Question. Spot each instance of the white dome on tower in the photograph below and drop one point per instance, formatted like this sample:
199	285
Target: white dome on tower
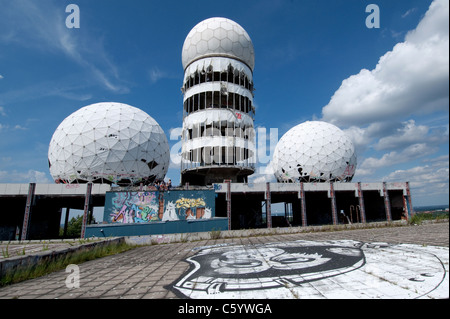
108	142
314	151
218	37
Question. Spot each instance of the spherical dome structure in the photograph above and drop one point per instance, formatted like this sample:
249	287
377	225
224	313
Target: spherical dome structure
314	151
218	37
109	142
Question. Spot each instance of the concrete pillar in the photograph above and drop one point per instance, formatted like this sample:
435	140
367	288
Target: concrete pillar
303	205
268	206
28	206
228	199
361	204
333	204
410	211
87	202
387	204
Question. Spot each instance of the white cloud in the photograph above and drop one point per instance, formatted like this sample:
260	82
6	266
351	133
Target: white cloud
371	164
410	11
41	26
429	183
413	78
409	134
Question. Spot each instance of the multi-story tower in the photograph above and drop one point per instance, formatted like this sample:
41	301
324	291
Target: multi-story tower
218	112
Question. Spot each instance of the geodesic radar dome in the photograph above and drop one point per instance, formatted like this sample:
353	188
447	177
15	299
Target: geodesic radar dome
218	37
108	143
314	151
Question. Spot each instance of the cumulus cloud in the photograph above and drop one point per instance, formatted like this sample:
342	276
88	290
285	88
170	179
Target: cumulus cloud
413	78
41	26
429	183
369	165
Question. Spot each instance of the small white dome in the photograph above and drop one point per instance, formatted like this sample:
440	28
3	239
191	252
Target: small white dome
111	142
314	151
218	37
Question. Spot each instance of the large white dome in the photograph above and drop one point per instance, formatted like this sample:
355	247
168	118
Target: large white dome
218	37
314	151
109	142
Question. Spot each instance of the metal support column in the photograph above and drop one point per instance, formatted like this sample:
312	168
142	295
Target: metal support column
333	204
87	204
387	204
228	199
29	204
303	205
410	211
268	206
361	204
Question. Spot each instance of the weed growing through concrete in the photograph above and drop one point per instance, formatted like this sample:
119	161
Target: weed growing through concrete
51	264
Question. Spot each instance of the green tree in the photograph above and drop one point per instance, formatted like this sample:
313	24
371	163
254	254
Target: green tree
74	227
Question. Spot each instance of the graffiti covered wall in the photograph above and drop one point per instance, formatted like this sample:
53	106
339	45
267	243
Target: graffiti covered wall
152	206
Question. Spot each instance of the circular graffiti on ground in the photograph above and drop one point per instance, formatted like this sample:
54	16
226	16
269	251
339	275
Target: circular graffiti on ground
316	269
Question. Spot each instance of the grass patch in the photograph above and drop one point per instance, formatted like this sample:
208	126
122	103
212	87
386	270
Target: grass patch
419	218
55	263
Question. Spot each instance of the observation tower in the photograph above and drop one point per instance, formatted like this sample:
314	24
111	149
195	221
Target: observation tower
218	138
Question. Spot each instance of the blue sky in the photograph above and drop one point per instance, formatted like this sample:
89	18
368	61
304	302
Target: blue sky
386	87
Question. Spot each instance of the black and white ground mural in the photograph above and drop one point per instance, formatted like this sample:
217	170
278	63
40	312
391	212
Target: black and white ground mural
316	269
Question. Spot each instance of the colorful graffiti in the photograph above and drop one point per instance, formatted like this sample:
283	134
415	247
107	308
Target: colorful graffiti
145	207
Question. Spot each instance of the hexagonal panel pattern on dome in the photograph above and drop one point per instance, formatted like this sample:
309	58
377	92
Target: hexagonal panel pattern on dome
109	142
314	151
221	37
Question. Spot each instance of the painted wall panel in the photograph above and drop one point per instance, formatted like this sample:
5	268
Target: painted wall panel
154	206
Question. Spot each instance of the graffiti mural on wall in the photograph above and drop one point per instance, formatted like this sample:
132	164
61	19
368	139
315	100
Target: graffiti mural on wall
132	207
145	207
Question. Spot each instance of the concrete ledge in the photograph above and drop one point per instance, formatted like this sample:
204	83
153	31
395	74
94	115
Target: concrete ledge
13	263
188	237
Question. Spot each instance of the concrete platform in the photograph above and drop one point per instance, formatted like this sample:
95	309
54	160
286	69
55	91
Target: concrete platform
404	262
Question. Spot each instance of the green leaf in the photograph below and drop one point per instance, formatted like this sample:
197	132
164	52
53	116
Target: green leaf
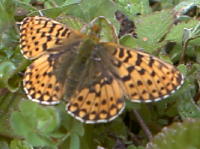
134	147
87	10
74	141
174	37
4	145
18	144
133	7
36	123
100	27
151	29
178	136
7	69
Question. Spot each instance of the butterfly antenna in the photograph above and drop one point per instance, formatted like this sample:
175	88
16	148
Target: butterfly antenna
40	12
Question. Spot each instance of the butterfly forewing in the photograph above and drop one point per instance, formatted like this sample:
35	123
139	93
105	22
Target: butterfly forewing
41	84
38	34
145	77
93	77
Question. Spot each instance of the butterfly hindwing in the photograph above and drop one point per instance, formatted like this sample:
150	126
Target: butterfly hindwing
94	77
99	96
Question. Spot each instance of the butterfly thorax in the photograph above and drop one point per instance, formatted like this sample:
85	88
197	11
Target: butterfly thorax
73	63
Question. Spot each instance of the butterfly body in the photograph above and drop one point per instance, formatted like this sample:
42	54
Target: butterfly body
93	77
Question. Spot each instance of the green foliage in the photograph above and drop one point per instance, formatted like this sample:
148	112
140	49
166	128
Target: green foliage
168	33
179	135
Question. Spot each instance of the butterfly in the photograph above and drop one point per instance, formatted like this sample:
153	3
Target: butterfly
93	77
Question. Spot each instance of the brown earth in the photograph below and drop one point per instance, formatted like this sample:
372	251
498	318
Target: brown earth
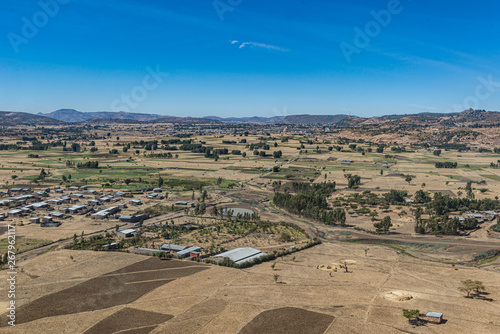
288	320
108	290
128	318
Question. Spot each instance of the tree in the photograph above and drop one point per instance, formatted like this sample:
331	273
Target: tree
352	180
411	315
42	175
215	211
276	277
384	225
469	286
468	190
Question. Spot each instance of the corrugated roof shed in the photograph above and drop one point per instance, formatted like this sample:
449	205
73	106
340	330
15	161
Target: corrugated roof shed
241	255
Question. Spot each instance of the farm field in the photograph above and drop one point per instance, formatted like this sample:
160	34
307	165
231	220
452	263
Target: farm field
182	297
409	223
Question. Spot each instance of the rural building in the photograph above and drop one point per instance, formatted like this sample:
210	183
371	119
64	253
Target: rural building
147	251
434	317
172	248
106	198
77	209
41	205
112	245
240	255
15	213
190	251
46	219
56	214
128	233
105	213
51	224
93	202
133	219
6	202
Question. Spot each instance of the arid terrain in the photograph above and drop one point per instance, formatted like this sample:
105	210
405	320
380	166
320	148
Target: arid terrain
350	231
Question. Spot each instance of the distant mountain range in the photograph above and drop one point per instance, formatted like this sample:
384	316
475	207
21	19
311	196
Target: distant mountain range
65	116
73	116
12	118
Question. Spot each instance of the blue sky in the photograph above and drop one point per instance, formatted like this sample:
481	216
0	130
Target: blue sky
250	57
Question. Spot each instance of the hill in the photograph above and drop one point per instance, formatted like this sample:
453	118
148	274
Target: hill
10	118
73	116
313	119
254	119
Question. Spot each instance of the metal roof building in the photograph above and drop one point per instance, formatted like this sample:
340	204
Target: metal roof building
187	251
172	247
241	255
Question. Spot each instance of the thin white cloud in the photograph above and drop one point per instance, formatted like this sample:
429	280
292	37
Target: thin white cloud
259	45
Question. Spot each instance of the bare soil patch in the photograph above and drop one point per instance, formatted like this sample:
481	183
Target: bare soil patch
398	296
107	290
128	318
288	320
150	264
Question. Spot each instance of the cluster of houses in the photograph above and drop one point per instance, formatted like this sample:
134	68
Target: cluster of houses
27	203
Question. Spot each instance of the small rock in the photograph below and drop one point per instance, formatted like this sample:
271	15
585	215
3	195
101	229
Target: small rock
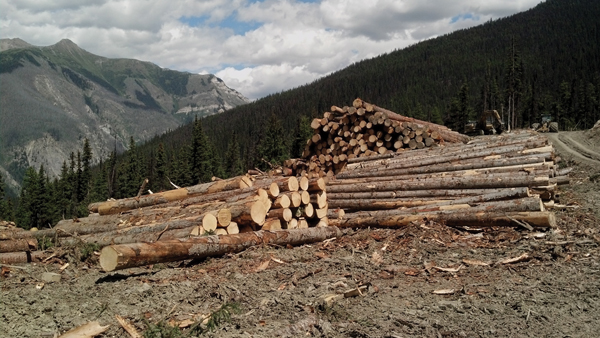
51	277
145	287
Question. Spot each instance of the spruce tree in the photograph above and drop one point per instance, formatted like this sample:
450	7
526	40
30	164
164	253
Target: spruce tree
272	149
200	155
160	183
26	210
233	161
302	134
3	201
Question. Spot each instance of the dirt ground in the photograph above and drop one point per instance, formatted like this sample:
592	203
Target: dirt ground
425	280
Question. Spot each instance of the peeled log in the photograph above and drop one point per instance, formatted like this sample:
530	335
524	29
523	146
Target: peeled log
481	164
281	202
282	214
15	245
517	205
272	224
116	257
22	257
382	204
115	207
317	185
542	219
462	218
420	194
444	183
233	228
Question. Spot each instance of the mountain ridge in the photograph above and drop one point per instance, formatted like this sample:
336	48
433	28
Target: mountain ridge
54	96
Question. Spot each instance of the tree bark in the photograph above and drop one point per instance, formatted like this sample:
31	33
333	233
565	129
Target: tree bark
14	245
543	219
116	257
22	257
115	207
444	183
482	164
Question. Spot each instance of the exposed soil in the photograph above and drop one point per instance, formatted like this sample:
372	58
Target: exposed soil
553	292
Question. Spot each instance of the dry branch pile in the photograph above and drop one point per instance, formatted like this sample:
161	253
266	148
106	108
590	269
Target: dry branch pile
362	130
490	181
237	205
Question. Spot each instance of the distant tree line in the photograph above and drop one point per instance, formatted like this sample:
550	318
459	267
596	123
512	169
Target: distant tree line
44	201
543	61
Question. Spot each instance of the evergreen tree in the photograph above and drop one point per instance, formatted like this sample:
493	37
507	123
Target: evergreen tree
302	134
514	74
86	176
233	162
41	200
130	176
26	214
216	166
4	212
200	155
160	181
272	148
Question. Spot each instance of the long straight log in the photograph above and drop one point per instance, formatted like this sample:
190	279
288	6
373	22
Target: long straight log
116	257
22	257
461	218
115	207
522	204
380	204
450	150
515	162
489	174
444	183
430	193
14	245
429	160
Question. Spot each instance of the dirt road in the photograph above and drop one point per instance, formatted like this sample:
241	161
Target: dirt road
576	146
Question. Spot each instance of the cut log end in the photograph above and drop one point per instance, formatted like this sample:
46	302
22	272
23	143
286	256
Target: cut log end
109	259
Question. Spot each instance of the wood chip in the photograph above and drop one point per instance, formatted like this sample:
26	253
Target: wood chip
88	330
356	292
376	258
263	266
62	268
448	269
522	258
185	323
128	327
475	262
277	260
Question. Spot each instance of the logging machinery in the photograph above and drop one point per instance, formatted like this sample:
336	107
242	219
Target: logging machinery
547	125
488	123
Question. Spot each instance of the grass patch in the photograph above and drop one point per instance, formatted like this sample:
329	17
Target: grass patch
217	318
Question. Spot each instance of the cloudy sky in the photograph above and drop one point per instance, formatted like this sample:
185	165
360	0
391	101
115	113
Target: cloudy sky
256	47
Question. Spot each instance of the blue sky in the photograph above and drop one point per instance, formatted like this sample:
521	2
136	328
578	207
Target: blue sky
256	47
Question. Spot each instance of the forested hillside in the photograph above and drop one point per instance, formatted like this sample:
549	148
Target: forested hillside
542	61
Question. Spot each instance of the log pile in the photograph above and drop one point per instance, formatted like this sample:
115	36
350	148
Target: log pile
225	207
490	181
364	130
380	169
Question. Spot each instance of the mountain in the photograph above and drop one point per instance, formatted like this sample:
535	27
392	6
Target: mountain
547	57
52	97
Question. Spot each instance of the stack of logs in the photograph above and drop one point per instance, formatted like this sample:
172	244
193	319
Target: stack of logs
491	181
223	207
363	130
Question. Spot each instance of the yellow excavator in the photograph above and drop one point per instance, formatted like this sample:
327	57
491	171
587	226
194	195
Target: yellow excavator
546	126
488	123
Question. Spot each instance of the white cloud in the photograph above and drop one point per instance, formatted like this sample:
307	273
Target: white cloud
280	44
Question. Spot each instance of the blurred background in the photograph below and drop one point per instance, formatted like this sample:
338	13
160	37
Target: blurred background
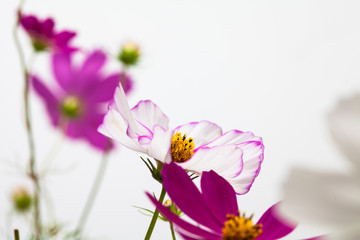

§ What is asked
Reproduce the material verbatim, beginning at the line that contains "Question. Spot each instance of the mountain in" and stopping after the final line of the material. Leave the pictures out of your reproduction.

§ Reply
Question. Spot each instance of the mountain in the photograph above and drop one point per instance, formatted like this sample:
535	27
392	6
Target: mountain
547	57
52	97
Question. Spot each instance of the stack of logs in the photograph above and drop one point per instance, formatted like this sample:
172	244
193	319
Target: stack of logs
491	181
223	207
363	130
Question. Spot each instance of the yellow excavator in the photograph above and drop one point per instance, formatted like this sample:
327	57
491	171
587	226
194	195
Target: yellow excavator
546	126
488	123
Question. Spot each instance of the white cloud in the photograph above and drop one point per instance, formatted like this sample:
307	273
Target: white cloud
280	44
Question. Spot each instance of the blurred background in the photograph below and drop one point per instance, formatted like this sample:
338	13
160	37
Target: blurred background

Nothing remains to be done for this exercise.